*Task requirements:* Repeat each of the entries below word for word, leaving every line unchanged.

*Source records:*
-.-.-

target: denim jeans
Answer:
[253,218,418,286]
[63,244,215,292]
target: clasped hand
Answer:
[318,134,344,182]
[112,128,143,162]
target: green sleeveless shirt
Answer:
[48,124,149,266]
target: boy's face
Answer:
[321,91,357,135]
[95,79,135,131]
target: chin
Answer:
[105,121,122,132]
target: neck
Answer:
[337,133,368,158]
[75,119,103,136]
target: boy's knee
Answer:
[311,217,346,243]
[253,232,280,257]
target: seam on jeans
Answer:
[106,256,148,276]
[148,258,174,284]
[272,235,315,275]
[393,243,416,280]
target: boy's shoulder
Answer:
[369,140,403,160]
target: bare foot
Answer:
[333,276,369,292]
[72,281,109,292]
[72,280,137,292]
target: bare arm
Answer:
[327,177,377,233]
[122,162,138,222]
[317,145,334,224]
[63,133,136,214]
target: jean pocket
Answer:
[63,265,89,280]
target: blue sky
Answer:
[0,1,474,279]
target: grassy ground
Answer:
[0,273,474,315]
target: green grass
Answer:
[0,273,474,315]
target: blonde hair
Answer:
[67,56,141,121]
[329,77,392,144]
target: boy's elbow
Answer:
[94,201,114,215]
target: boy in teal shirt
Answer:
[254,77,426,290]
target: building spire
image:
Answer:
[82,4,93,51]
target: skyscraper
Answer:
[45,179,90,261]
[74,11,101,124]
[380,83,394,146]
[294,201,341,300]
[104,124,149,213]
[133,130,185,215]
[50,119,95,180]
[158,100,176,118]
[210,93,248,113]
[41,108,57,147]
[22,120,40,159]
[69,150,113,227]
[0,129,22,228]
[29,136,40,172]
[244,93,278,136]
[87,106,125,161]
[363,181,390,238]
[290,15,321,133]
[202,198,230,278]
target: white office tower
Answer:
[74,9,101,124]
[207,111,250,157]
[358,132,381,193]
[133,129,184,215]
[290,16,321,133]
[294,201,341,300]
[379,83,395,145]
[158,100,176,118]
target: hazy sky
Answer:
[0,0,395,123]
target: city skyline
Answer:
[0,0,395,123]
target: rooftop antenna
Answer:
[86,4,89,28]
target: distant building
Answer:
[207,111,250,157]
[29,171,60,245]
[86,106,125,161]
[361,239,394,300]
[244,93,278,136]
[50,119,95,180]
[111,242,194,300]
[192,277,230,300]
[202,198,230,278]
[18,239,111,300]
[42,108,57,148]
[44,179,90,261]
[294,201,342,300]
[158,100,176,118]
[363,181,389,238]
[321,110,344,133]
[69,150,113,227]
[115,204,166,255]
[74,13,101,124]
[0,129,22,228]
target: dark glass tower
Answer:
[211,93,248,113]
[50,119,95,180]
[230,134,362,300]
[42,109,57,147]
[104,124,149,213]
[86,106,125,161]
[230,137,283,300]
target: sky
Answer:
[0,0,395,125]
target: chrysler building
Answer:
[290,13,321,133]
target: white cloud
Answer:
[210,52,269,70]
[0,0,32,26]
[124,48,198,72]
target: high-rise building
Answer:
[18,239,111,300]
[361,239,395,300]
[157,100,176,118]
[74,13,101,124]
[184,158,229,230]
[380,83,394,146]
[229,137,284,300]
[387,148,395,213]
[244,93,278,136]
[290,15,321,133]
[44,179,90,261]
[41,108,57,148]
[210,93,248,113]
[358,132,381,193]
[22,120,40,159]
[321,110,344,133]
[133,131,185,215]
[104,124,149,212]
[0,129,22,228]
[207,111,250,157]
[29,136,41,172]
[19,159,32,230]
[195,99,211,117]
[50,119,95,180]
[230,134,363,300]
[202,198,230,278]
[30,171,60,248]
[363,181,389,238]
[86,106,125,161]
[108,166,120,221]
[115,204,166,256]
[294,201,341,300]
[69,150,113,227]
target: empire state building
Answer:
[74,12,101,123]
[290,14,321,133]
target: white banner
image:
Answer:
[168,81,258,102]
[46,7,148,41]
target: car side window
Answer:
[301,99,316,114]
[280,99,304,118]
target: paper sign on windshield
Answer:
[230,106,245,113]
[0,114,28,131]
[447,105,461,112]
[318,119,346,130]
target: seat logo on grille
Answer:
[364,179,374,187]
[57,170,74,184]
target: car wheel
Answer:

-.-.-

*Task solution:*
target: denim jeans
Answer:
[253,218,418,286]
[63,244,215,292]
target: clasped hand
Answer:
[318,134,344,182]
[112,128,143,162]
target: green sleeveless shirt
Answer:
[48,124,149,266]
target: boy's face
Answer:
[321,91,357,135]
[95,79,135,131]
target: chin
Answer:
[105,121,122,132]
target: neck
Answer:
[337,133,368,158]
[75,119,103,136]
target: boy's knee
Answer:
[311,217,346,243]
[253,232,280,257]
target: seam on jeans
Answer:
[106,256,148,276]
[148,258,174,284]
[272,235,315,275]
[393,243,416,280]
target: boy's shoulder
Answer:
[369,140,403,160]
target: bare foot
Answer:
[333,276,369,292]
[72,281,109,292]
[72,280,137,292]
target: bare arm
Answer:
[327,177,377,233]
[122,162,138,222]
[317,145,334,224]
[63,133,136,214]
target: jean pocket
Answer:
[63,265,89,280]
target: blue sky
Answer:
[0,1,474,279]
target: grassy ground
Answer:
[0,273,474,315]
target: green grass
Answer:
[0,273,474,315]
target: blonde hair
Answer:
[67,56,141,121]
[329,77,392,144]
target: boy's elbow
Answer:
[94,201,114,215]
target: boy in teal shirt
Answer:
[254,77,426,290]
target: building spire
image:
Answer:
[82,4,93,51]
target: skyscraper
Answer:
[45,179,90,261]
[74,11,101,124]
[380,83,394,146]
[294,201,341,300]
[104,124,149,213]
[133,130,185,215]
[50,119,95,180]
[158,100,176,118]
[210,93,248,113]
[41,108,57,147]
[22,120,40,159]
[69,150,113,227]
[0,129,22,228]
[29,136,40,172]
[244,93,278,136]
[87,106,125,161]
[363,181,390,238]
[290,15,321,133]
[202,198,230,278]
target: white office tower
Answer:
[74,9,101,124]
[207,111,250,157]
[358,132,381,193]
[133,129,184,215]
[290,16,321,133]
[294,201,341,300]
[379,83,395,145]
[158,100,176,118]
target: hazy sky
Answer:
[0,0,395,123]
target: city skyline
Answer:
[0,0,395,123]
target: rooftop antenna
Answer:
[86,4,89,28]
target: distant building
Answer:
[207,111,250,157]
[29,171,60,245]
[86,106,125,161]
[361,239,394,300]
[244,93,278,136]
[50,119,95,180]
[111,242,194,300]
[192,277,230,300]
[202,198,230,278]
[18,239,111,300]
[42,108,57,148]
[44,179,90,261]
[294,201,342,300]
[158,100,176,118]
[363,181,389,238]
[321,110,344,133]
[69,150,113,227]
[115,204,166,255]
[74,13,101,124]
[0,129,22,228]
target: dark glass tower
Answer:
[211,93,248,113]
[50,119,95,180]
[230,134,362,300]
[42,109,57,147]
[104,124,149,213]
[86,106,125,161]
[230,137,283,300]
target: sky
Answer:
[0,0,395,125]
target: chrysler building
Answer:
[290,13,321,133]
target: white cloud
Answer:
[210,52,269,70]
[0,0,32,26]
[124,48,198,72]
target: high-rise building
Answer:
[18,239,111,300]
[361,239,395,300]
[157,100,176,118]
[74,13,101,124]
[184,158,229,230]
[380,83,394,146]
[229,137,284,300]
[387,148,395,213]
[244,93,278,136]
[290,15,321,133]
[44,179,90,261]
[41,108,57,148]
[210,93,248,113]
[358,132,381,193]
[22,120,40,159]
[321,110,344,133]
[133,131,185,215]
[104,124,149,212]
[0,129,22,228]
[207,111,250,157]
[29,136,41,172]
[19,159,32,230]
[195,99,211,117]
[50,119,95,180]
[230,134,363,300]
[202,198,230,278]
[30,171,60,248]
[363,181,389,238]
[86,106,125,161]
[108,166,120,221]
[115,204,166,256]
[294,201,341,300]
[69,150,113,227]
target: empire state building
Answer:
[74,12,101,123]
[290,14,321,133]
target: white banner
image:
Answer:
[168,81,258,102]
[46,7,148,41]
target: car side window
Answer:
[301,99,316,114]
[280,99,304,118]
target: paper sign on windshield
Answer:
[230,106,245,113]
[0,114,28,131]
[447,105,461,112]
[318,119,346,130]
target: seat logo on grille
Answer:
[364,179,374,187]
[57,170,74,184]
target: car wheel
Answer:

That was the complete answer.